TO DO
Go through the listing and copy every line word for word.

Dataset entries:
------
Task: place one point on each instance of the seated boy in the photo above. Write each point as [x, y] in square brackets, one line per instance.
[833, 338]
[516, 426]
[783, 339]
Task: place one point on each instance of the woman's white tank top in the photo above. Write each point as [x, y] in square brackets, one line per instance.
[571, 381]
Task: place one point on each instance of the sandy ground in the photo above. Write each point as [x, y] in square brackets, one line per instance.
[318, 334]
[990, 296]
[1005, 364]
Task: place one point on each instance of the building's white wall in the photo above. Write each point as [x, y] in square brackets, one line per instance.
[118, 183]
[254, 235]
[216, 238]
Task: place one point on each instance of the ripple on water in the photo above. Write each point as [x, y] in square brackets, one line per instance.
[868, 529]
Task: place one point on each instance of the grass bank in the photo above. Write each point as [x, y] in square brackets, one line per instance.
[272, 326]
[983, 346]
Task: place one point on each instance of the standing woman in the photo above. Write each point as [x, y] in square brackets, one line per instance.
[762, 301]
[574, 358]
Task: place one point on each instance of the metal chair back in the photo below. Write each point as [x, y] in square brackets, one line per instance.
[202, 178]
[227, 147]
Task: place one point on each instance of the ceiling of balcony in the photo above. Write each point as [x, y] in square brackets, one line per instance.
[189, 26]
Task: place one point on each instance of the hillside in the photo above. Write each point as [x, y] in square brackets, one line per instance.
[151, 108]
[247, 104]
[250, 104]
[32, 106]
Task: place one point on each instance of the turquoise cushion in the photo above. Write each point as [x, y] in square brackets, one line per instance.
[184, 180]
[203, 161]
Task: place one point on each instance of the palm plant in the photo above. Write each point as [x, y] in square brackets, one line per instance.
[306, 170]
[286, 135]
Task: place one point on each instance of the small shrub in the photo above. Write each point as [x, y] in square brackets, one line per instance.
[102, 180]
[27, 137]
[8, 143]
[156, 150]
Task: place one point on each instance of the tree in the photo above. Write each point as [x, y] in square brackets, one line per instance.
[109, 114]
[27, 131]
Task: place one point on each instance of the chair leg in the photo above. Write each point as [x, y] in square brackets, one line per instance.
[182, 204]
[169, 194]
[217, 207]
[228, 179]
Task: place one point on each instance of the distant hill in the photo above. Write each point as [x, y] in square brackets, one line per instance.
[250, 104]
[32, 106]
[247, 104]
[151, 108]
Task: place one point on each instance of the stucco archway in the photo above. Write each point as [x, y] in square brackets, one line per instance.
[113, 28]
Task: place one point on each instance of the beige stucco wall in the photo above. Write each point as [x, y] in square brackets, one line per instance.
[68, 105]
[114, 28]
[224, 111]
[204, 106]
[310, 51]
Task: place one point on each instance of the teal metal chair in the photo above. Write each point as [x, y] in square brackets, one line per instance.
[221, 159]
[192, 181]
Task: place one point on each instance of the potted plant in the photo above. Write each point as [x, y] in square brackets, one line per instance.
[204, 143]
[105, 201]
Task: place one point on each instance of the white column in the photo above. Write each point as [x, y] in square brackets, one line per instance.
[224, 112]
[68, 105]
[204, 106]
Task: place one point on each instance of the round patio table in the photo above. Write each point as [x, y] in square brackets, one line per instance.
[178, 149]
------
COMPLETE RESPONSE
Task: place one point on each instance of the seated boy in the photo above. Write each point as [x, y] in square brackets, one line per instance.
[833, 338]
[516, 426]
[783, 339]
Task: place one point on each instance of the woman's white tank top in the photo above. Write each point as [x, y] in square brackets, one line per instance.
[571, 381]
Task: place one point on each instance of the sandy ground in the photo above. Write each point as [x, y] in square brackets, one line per instance.
[318, 334]
[990, 296]
[1005, 364]
Task: place one point on each instance of the building's white wall in the photo above. Write each point as [x, y] in square brackets, one line per instance.
[118, 183]
[254, 235]
[216, 238]
Task: place one point on each instance of the ripple on water in the photo above. Write each point as [x, y] in square brackets, one line per instance.
[868, 529]
Task: place one point on each instance of the grass bank in the photo above. Write each point as [x, y] in square brackets, one line per instance.
[272, 326]
[983, 346]
Task: place one point on each instance of the standing woman in the photo above. Write each point as [x, y] in square brackets, one line per instance.
[762, 301]
[574, 358]
Task: place one point on each instance of the metal chair back in the photo below. Write each point as [x, y] in square brackets, one line per instance.
[202, 178]
[227, 147]
Task: place one point on each instance of the ceiling of balcony in the photo above. Write each point as [x, y] in square brackets, one line per instance.
[189, 26]
Task: place one point on each instance of the hillside in the photo above. Write each point as [x, y] in square brackets, one line per instance.
[151, 108]
[247, 104]
[250, 104]
[32, 106]
Task: place one point on each instance of the turquoise cushion in the photo above. Write each point as [x, y] in square brackets, one line per instance.
[184, 180]
[203, 161]
Task: place one point on each instance of the palm plant in the photo above. Write each point as [x, y] in square brackets, one line per instance.
[306, 170]
[286, 135]
Task: place one point on each instance of the small shrub in the photo above. Write each point as [x, y] in square brackets, one line per instance.
[102, 180]
[27, 137]
[8, 143]
[156, 150]
Task: place one point on each instance of the tree in the photo above. Write each point as [x, y] in square brackets, one line per instance.
[109, 114]
[27, 131]
Task: place one point on each instance of the chair leg in the photo above. Write each point as [x, y] in square brackets, one line per instance.
[182, 204]
[169, 194]
[217, 207]
[228, 179]
Task: place one point on each instance of the distant hill in the photo above. Write each point as [x, y] in square brackets, one line per instance.
[250, 104]
[32, 106]
[247, 104]
[151, 108]
Task: place one point on each instance of the stucco archway in the photo above. Write each point as [x, y] in square brackets, one line per instance.
[113, 28]
Task: place one point on each instance of the beige stucco wall in the photo above. Write each point as [x, y] in square brackets, one line per instance.
[68, 105]
[114, 28]
[224, 111]
[204, 106]
[310, 51]
Task: place one point on each instance of the teal metal chair in the photo above. Write each point as [x, y] in square brackets, one line per instance.
[221, 159]
[192, 181]
Task: place one point on each instance of the potted plant in the photo above. Write each point as [x, y] in square brackets, one line per instance.
[204, 143]
[105, 201]
Task: place one point on each instance of the white column in the photo above. Write each point as [x, y] in square brackets, one line per instance.
[224, 112]
[68, 105]
[204, 106]
Task: place one point on each instance of the round patio table in the photo above. Write each point as [x, y] in square brackets, one line per instance.
[178, 149]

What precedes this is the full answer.